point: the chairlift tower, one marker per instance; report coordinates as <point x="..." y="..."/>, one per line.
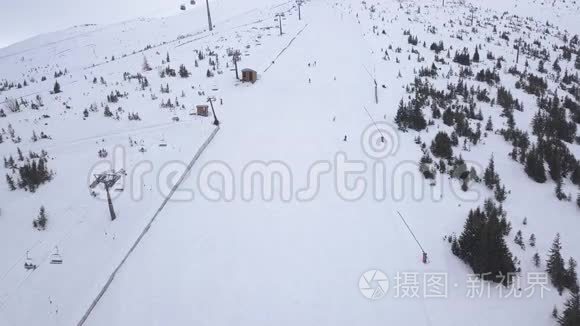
<point x="299" y="3"/>
<point x="279" y="16"/>
<point x="209" y="16"/>
<point x="108" y="180"/>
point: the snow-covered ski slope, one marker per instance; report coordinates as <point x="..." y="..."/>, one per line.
<point x="249" y="260"/>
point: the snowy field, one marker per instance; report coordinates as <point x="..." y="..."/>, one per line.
<point x="267" y="228"/>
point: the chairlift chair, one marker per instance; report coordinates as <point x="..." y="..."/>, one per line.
<point x="28" y="264"/>
<point x="56" y="259"/>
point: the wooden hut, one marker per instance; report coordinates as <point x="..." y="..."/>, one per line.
<point x="202" y="110"/>
<point x="249" y="75"/>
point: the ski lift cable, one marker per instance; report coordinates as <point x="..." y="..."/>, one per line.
<point x="411" y="231"/>
<point x="374" y="122"/>
<point x="44" y="258"/>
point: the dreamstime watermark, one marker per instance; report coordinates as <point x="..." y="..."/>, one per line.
<point x="375" y="284"/>
<point x="377" y="175"/>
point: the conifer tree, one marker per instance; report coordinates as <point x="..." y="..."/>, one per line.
<point x="536" y="259"/>
<point x="490" y="177"/>
<point x="441" y="146"/>
<point x="56" y="88"/>
<point x="571" y="314"/>
<point x="571" y="276"/>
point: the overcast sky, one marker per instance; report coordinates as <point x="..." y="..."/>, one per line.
<point x="21" y="19"/>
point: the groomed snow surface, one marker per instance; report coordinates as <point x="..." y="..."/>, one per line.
<point x="250" y="260"/>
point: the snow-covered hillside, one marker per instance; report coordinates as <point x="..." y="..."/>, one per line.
<point x="362" y="110"/>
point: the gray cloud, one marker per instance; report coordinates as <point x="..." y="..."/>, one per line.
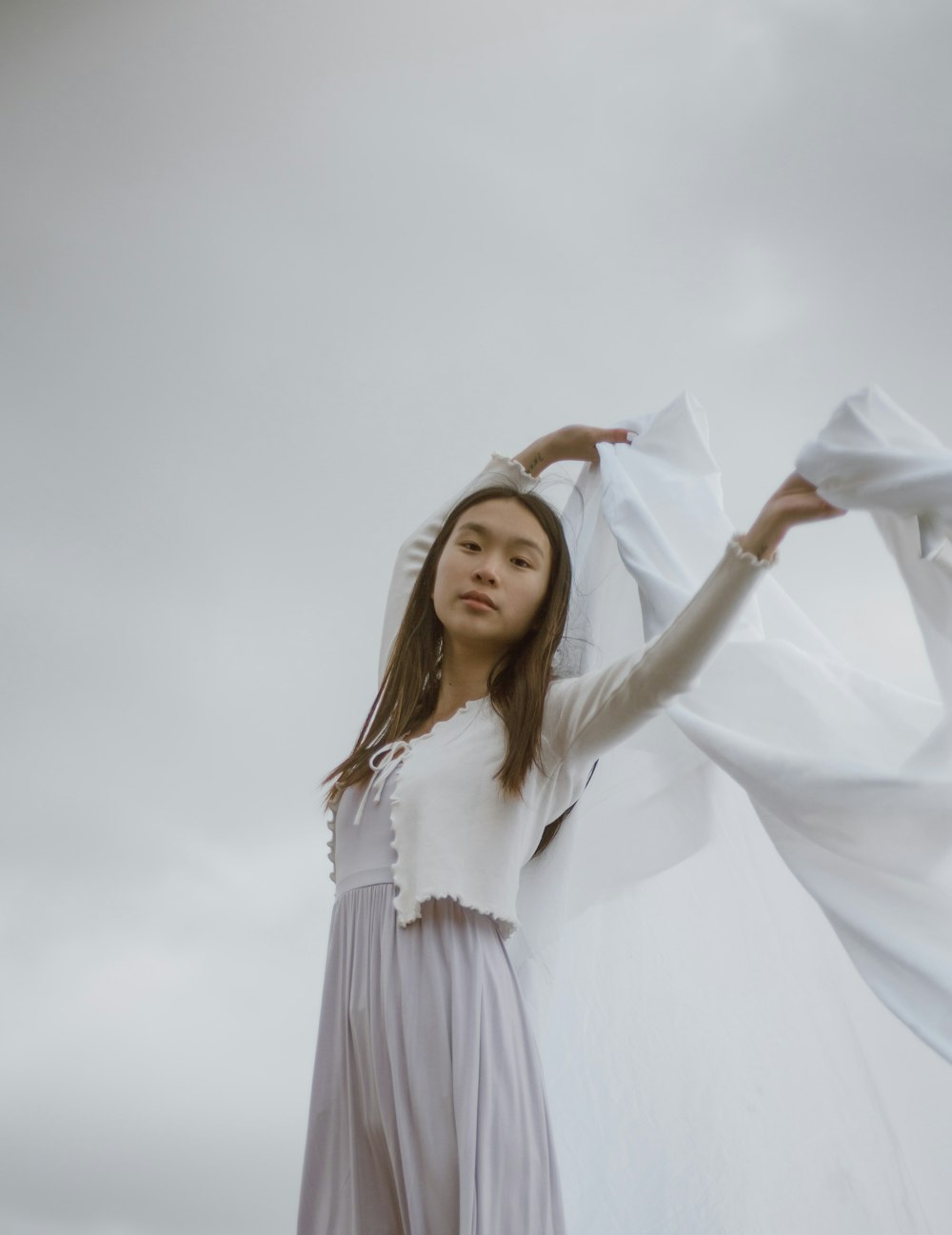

········

• **Activity**:
The expected response is every entry above, repeated exactly, pictures removed.

• **Solution**:
point: the chairlift tower, one marker per instance; report coordinates as <point x="..." y="..."/>, one per line.
<point x="299" y="3"/>
<point x="279" y="16"/>
<point x="209" y="16"/>
<point x="108" y="180"/>
point: the snow-covered ski slope, one marker per instance; report coordinates as <point x="..." y="..."/>, one per line.
<point x="249" y="260"/>
point: the snowy field, one marker per instance; report coordinates as <point x="..." y="..."/>, one per line.
<point x="267" y="228"/>
point: the chairlift chair, one marker per instance; report coordinates as <point x="..." y="..."/>, one per line.
<point x="28" y="264"/>
<point x="56" y="259"/>
point: the wooden hut, one marker per instance; report coordinates as <point x="..." y="..."/>, one per line.
<point x="202" y="110"/>
<point x="249" y="75"/>
point: the ski lift cable, one marker per instance; report coordinates as <point x="..." y="..."/>, one per line.
<point x="411" y="231"/>
<point x="374" y="122"/>
<point x="44" y="258"/>
point: the dreamstime watermark, one marker per instance; report coordinates as <point x="..." y="..."/>, one per line.
<point x="375" y="284"/>
<point x="377" y="175"/>
point: the conifer tree, one marker per instance; report coordinates as <point x="..." y="..."/>, one per line.
<point x="536" y="259"/>
<point x="490" y="177"/>
<point x="441" y="146"/>
<point x="56" y="88"/>
<point x="571" y="314"/>
<point x="571" y="276"/>
point: the overcast sky, one marker per instance; report coordinates as <point x="..." y="..."/>, one per line.
<point x="21" y="19"/>
point: the groomed snow surface, one marker per instance; report coordinates as <point x="..." y="..."/>, one per line.
<point x="250" y="260"/>
point: the snow-covered hillside, one marker per instance; report coordinates as <point x="..." y="..."/>, one per line.
<point x="362" y="110"/>
point: the gray cloud, one marker per instance; report coordinates as <point x="..." y="..."/>, one per line.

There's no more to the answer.